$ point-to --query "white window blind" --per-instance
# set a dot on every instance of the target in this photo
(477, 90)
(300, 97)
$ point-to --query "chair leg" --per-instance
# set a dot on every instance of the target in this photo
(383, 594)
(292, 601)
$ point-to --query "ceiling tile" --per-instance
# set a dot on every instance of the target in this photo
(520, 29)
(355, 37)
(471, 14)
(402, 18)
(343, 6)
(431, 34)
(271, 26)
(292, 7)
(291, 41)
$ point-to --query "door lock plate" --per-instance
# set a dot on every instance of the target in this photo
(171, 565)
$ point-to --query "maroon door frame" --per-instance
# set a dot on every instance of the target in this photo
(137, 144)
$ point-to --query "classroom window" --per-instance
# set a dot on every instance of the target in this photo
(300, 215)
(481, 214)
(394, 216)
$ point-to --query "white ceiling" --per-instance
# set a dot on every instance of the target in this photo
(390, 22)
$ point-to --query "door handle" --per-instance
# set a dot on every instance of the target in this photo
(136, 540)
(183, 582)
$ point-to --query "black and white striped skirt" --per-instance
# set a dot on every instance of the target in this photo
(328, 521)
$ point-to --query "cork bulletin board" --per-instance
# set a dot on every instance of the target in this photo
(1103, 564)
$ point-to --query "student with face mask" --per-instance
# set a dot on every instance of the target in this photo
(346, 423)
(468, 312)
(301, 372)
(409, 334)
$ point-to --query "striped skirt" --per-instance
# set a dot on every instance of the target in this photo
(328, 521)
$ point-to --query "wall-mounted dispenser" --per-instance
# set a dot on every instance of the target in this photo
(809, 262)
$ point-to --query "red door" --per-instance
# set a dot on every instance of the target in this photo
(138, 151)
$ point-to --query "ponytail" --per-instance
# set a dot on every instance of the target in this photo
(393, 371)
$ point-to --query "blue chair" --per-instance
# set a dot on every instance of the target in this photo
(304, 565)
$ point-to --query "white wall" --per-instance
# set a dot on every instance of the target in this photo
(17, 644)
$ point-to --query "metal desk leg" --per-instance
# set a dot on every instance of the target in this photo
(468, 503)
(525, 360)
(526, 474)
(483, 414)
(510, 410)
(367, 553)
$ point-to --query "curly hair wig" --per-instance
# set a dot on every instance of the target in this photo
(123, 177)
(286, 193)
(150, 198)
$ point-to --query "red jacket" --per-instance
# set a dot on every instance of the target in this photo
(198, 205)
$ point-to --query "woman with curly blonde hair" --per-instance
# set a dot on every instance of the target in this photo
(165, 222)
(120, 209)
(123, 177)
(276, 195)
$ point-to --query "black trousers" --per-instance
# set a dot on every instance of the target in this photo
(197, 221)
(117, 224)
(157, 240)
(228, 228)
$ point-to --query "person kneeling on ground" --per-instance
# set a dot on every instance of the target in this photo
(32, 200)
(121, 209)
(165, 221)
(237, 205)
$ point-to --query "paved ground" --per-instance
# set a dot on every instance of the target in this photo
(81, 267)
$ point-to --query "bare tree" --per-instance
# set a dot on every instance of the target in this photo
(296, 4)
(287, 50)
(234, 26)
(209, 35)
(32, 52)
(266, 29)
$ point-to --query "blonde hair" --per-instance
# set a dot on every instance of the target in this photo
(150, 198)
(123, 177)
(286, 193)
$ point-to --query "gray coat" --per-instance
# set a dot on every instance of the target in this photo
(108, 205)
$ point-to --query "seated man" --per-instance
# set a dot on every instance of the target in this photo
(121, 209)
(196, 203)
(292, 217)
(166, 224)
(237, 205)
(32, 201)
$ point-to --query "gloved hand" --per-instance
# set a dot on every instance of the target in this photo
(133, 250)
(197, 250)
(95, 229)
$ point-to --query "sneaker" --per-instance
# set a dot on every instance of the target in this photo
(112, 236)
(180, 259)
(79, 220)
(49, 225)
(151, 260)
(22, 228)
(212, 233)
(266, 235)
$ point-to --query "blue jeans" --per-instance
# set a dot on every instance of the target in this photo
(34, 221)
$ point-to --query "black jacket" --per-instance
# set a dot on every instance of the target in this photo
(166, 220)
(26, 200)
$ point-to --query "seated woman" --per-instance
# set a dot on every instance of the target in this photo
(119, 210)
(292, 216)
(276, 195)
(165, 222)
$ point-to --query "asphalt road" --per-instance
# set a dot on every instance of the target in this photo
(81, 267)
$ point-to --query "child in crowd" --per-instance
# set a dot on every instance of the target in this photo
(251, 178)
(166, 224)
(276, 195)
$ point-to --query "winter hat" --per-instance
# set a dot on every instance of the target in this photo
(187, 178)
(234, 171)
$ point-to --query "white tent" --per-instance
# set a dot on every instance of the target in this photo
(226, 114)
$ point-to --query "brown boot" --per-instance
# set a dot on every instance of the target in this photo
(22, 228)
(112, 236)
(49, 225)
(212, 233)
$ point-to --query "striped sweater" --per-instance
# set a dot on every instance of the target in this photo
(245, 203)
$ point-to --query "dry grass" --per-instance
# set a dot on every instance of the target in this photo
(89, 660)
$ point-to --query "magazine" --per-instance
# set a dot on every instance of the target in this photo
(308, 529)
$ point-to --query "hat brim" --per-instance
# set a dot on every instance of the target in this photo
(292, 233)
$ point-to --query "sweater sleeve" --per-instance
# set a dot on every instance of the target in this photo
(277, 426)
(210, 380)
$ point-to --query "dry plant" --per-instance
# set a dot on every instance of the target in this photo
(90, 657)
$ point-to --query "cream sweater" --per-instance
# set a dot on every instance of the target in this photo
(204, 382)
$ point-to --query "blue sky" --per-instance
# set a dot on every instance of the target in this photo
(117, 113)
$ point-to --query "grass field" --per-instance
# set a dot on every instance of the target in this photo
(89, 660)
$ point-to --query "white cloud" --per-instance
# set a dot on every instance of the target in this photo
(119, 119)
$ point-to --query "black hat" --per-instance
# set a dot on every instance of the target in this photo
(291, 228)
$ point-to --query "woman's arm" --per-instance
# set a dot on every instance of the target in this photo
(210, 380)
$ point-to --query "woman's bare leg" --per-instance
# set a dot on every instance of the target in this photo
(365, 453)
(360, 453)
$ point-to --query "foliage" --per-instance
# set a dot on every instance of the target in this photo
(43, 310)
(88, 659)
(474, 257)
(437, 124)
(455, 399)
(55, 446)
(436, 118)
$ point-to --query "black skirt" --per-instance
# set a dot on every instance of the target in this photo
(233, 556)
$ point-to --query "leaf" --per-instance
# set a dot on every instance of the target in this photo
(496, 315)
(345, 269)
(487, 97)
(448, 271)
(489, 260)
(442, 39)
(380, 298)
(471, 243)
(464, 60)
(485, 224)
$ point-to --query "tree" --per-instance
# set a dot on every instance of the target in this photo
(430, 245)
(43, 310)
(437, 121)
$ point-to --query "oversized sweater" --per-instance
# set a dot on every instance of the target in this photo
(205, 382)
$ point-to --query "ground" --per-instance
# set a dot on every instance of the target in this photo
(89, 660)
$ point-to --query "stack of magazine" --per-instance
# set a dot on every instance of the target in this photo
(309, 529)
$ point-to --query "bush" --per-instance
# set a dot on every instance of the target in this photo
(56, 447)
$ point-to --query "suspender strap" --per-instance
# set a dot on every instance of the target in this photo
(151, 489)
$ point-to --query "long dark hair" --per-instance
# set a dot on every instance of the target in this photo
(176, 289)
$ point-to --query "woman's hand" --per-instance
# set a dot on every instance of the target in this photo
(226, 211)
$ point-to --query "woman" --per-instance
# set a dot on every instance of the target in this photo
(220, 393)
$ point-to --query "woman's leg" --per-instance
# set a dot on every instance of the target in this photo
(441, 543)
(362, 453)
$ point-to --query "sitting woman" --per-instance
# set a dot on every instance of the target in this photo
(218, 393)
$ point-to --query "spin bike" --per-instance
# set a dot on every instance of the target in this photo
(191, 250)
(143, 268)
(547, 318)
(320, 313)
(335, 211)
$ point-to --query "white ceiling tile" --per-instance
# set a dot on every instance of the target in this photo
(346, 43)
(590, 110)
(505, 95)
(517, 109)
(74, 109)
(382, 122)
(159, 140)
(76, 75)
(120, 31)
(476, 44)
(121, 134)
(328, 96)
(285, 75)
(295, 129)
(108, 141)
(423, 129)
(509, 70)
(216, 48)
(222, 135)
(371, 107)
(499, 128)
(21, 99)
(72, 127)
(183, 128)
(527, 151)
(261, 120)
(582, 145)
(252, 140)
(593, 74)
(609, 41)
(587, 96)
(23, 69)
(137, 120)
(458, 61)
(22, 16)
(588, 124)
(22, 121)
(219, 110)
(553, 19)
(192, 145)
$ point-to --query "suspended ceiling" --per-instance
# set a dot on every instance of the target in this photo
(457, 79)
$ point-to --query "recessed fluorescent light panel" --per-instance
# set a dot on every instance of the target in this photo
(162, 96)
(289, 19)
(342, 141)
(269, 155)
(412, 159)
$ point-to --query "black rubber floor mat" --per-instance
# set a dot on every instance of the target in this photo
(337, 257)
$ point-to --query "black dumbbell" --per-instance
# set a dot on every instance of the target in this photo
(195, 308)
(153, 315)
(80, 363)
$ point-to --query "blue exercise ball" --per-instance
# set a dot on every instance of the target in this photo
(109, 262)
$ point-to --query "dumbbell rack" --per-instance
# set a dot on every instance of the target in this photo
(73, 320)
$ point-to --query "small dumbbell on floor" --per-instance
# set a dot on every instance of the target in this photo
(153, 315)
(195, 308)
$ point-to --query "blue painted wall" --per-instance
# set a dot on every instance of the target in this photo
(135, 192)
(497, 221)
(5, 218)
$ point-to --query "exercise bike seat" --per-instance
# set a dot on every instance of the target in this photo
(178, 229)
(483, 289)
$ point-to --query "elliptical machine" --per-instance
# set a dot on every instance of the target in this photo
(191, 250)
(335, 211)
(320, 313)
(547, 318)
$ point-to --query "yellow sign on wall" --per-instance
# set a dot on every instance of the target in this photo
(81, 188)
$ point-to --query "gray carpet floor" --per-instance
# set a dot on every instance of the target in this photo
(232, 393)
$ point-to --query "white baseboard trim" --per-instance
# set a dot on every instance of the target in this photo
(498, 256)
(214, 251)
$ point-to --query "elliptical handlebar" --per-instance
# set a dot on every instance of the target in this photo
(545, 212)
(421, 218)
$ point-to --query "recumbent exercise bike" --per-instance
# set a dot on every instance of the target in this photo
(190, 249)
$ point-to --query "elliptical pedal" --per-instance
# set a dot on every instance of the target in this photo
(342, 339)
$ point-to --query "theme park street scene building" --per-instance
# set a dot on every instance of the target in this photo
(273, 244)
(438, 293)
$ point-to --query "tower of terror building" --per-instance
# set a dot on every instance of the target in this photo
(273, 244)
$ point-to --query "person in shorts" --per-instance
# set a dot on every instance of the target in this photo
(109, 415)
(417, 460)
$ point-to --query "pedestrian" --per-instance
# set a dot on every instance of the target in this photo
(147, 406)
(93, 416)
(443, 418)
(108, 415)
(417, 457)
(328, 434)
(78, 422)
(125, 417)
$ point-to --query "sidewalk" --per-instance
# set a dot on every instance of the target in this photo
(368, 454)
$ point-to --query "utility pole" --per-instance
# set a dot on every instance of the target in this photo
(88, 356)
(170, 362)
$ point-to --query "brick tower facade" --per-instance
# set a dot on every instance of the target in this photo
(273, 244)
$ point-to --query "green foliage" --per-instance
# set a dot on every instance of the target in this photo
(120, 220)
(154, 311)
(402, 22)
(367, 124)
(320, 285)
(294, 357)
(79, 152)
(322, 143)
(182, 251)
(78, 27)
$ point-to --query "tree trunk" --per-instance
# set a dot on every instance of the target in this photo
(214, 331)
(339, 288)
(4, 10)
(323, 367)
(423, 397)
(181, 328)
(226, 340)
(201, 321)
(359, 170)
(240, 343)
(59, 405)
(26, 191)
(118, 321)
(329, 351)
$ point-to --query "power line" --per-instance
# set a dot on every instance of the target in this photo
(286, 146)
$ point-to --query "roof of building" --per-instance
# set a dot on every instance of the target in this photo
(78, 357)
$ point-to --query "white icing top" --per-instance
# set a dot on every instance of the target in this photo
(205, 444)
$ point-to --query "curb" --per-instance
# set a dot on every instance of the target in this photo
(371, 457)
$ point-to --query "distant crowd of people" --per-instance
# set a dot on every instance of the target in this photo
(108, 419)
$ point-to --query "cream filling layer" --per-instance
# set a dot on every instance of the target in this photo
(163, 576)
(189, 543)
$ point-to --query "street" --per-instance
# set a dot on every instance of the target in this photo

+++++

#### [EXERCISE]
Report every line of the entries above that contains the word "blonde".

#### [TASK SOLUTION]
$ point-to --query "woman with curly blonde hair" --per-instance
$ point-to --query "blonde hair" --per-instance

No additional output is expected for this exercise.